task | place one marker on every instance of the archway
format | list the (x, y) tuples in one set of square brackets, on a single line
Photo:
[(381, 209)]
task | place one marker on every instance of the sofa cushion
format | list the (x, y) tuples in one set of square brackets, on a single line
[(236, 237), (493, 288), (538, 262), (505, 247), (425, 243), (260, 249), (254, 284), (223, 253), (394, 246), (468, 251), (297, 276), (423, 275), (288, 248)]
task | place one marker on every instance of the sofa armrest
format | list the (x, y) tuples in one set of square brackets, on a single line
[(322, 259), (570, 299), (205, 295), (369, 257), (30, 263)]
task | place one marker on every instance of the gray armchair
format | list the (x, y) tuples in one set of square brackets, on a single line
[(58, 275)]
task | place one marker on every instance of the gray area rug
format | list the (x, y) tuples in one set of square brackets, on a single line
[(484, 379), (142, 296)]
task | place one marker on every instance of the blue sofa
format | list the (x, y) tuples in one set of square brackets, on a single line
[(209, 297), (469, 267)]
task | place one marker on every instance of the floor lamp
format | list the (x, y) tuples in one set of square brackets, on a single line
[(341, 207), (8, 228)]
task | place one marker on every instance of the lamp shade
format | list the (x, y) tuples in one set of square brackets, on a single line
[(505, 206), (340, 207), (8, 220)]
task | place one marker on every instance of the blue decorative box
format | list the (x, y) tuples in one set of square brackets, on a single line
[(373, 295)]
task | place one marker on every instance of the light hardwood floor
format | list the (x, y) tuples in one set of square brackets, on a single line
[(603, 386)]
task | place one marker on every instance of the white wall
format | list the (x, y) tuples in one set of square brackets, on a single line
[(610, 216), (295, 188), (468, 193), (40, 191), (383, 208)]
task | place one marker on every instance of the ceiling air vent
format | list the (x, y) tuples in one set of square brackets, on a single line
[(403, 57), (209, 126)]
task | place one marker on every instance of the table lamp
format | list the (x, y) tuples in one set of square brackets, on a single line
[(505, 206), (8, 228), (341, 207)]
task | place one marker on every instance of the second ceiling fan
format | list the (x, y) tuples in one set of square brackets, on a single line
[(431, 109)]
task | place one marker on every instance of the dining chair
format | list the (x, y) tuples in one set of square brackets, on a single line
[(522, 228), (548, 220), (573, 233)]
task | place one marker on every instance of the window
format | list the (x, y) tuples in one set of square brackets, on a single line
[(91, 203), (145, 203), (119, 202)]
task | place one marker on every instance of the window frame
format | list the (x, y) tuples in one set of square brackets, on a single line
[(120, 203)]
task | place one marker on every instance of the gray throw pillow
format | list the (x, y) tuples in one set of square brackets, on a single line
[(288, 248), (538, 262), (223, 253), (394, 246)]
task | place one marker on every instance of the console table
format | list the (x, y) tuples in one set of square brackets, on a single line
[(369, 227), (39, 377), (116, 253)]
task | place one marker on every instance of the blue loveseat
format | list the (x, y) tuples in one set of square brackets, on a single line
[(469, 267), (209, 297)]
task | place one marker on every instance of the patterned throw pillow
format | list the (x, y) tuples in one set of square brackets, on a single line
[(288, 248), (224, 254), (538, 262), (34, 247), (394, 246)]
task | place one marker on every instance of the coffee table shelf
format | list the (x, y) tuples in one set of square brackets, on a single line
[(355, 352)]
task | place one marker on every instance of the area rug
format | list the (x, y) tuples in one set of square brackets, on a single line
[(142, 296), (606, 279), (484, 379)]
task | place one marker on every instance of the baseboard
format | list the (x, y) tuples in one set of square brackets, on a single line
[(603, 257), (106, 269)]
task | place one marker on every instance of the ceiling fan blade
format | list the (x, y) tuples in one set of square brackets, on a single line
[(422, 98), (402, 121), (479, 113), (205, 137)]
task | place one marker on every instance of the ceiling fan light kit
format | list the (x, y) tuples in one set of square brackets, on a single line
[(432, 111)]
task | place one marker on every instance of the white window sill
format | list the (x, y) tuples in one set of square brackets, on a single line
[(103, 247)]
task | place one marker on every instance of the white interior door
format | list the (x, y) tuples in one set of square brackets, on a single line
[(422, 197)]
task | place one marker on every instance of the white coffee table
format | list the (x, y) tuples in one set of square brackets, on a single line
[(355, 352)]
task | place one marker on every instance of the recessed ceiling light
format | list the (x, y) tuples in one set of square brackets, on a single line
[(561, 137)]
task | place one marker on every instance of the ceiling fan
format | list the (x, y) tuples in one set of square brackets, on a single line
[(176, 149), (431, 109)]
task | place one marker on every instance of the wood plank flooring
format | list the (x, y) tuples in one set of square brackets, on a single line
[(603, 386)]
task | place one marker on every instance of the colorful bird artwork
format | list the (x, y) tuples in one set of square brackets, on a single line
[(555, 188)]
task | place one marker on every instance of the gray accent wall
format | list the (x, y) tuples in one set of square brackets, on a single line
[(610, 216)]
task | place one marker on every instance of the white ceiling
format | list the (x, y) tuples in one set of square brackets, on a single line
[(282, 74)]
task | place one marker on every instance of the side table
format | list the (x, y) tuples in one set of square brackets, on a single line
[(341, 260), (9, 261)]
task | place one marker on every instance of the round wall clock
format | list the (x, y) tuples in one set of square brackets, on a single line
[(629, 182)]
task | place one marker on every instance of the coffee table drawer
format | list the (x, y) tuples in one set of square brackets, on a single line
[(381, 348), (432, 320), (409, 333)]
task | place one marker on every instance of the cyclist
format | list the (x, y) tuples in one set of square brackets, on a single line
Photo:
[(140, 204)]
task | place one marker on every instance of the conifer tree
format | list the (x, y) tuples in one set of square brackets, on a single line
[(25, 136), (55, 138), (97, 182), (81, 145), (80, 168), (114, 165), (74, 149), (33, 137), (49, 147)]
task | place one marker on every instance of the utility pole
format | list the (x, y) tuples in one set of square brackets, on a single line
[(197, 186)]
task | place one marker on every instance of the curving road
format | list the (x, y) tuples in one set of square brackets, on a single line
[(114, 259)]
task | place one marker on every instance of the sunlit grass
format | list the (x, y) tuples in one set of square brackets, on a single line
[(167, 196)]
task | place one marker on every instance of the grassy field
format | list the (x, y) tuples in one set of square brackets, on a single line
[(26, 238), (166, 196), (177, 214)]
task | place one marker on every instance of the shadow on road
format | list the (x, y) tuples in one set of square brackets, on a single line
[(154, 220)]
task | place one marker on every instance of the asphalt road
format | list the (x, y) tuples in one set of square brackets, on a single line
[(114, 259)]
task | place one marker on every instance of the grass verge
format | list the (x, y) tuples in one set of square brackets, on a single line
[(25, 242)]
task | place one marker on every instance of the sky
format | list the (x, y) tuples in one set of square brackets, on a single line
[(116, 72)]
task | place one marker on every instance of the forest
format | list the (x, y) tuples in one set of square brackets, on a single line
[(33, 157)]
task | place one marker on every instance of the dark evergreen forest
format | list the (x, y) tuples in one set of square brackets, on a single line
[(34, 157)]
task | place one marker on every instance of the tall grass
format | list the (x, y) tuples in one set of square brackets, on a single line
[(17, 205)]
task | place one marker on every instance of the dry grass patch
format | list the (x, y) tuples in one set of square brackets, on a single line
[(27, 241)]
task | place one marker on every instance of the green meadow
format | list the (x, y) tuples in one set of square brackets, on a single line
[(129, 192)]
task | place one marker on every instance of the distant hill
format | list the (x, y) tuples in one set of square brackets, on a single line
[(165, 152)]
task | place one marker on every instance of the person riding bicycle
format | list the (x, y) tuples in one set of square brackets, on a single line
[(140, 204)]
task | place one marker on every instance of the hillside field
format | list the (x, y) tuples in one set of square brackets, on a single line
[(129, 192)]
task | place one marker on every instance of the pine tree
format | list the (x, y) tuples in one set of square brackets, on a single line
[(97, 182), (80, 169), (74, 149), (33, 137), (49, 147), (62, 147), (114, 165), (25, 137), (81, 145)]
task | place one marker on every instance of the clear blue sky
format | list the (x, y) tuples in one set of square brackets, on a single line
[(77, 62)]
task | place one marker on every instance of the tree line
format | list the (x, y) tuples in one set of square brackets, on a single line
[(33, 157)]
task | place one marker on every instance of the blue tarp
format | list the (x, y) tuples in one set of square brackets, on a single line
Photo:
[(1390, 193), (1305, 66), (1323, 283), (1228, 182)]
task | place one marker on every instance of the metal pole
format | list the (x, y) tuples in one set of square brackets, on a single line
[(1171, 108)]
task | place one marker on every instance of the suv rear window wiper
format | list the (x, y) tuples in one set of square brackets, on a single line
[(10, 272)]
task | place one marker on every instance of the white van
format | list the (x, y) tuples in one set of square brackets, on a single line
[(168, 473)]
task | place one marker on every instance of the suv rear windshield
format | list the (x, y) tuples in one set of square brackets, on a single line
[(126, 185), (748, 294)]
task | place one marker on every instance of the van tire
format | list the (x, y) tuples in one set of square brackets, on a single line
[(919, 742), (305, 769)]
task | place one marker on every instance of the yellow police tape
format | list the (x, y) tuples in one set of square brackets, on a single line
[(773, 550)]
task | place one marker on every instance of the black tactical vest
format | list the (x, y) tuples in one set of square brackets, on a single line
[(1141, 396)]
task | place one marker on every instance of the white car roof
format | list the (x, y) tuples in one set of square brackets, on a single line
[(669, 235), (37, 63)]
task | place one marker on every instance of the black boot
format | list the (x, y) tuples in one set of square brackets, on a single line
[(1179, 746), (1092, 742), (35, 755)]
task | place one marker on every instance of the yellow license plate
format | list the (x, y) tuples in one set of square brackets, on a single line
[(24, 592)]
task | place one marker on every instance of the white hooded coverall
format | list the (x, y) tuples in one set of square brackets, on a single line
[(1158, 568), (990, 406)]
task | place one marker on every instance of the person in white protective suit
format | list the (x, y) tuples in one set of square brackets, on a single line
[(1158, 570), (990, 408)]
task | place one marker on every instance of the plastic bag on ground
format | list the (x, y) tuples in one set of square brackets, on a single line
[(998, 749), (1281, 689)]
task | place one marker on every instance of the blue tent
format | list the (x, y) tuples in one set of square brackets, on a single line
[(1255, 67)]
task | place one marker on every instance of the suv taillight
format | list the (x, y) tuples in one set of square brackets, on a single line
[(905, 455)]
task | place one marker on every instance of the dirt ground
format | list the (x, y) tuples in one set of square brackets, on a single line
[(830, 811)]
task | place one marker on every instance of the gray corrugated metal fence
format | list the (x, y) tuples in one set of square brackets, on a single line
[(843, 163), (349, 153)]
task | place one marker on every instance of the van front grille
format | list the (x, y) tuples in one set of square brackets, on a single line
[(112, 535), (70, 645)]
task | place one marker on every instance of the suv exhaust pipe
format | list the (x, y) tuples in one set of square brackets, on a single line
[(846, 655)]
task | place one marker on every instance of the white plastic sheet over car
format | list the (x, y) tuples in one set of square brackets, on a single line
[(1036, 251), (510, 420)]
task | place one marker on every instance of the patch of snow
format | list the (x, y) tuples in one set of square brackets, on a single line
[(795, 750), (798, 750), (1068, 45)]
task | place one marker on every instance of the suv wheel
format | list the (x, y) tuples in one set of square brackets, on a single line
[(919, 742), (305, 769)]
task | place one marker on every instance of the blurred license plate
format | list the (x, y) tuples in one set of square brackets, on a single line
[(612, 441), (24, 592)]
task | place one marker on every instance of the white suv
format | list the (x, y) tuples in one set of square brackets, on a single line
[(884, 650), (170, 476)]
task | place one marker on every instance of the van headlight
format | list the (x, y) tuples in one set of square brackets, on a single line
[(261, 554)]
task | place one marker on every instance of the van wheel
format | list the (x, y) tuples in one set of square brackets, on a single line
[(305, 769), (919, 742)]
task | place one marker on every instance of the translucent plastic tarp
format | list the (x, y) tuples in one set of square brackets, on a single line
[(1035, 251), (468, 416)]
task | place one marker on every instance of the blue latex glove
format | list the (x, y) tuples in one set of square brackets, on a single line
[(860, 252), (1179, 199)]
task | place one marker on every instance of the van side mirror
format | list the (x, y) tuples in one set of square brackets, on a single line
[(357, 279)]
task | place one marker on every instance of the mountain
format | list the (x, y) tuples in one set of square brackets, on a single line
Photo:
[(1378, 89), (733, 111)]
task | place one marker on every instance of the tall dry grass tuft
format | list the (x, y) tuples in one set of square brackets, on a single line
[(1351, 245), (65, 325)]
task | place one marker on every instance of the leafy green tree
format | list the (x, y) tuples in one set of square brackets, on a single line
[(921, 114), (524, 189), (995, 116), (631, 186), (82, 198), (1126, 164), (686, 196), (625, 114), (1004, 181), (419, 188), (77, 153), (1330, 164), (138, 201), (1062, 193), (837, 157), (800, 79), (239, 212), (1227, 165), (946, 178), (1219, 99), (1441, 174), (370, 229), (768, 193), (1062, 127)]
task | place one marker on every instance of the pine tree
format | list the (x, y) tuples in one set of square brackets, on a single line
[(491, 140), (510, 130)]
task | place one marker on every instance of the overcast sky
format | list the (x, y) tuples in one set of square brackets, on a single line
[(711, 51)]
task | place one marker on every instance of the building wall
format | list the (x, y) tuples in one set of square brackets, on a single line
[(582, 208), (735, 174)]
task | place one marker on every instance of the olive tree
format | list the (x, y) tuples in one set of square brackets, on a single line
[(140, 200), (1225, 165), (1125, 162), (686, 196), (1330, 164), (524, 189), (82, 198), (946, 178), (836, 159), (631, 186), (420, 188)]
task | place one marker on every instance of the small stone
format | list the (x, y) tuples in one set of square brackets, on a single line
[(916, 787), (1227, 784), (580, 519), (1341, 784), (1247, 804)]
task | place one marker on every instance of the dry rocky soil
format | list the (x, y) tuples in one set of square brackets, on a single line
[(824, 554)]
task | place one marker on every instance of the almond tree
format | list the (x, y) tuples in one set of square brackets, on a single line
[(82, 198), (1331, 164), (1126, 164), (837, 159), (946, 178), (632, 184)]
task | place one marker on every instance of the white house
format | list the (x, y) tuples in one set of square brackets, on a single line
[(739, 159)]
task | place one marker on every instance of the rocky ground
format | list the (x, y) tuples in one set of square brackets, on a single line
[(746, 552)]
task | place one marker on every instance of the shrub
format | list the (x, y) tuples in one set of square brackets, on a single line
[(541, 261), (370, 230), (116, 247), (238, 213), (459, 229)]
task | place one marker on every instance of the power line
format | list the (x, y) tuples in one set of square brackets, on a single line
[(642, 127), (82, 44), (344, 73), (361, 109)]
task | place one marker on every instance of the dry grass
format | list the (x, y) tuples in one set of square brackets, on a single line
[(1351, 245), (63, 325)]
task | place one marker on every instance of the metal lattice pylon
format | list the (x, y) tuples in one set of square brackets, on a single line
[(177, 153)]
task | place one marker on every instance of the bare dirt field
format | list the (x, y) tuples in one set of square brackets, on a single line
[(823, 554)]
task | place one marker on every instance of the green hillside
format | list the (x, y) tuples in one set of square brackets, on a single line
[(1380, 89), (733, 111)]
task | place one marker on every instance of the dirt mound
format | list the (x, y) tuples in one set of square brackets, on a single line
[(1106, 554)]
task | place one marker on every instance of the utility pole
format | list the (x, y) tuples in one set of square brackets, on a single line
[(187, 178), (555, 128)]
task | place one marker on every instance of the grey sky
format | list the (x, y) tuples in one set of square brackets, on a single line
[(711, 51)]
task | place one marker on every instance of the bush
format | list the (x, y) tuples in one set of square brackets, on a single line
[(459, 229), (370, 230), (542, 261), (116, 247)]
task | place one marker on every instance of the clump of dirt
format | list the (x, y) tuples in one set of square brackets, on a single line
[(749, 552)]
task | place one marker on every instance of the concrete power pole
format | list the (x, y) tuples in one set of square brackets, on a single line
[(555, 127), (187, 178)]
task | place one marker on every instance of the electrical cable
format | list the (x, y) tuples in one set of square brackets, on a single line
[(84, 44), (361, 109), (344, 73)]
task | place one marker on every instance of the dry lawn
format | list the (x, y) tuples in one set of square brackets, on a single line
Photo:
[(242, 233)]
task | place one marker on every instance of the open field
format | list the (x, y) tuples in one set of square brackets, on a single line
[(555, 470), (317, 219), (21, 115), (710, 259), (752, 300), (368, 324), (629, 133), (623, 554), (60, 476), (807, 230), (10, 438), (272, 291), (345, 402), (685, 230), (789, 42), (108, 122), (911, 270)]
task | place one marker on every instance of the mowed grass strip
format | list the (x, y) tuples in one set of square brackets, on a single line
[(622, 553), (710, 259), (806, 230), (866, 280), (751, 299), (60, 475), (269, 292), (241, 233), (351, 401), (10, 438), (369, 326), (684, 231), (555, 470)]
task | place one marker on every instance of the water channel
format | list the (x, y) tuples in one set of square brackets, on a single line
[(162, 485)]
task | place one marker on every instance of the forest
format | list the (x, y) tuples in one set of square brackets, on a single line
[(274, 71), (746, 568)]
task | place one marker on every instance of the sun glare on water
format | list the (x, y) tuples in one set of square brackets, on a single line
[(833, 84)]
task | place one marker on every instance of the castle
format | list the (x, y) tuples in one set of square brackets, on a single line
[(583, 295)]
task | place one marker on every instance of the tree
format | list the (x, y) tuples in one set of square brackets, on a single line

______

## TASK TO CARRY OUT
Where a line of the records includes "gray", copy it.

## RESPONSE AREA
task | place one marker on every instance of the gray armchair
task | place one marker on every instance of the gray area rug
task | place one marker on every instance of the gray throw pillow
task | place one marker on every instance of the gray accent wall
task | place one marker on every instance of the gray corrugated metal fence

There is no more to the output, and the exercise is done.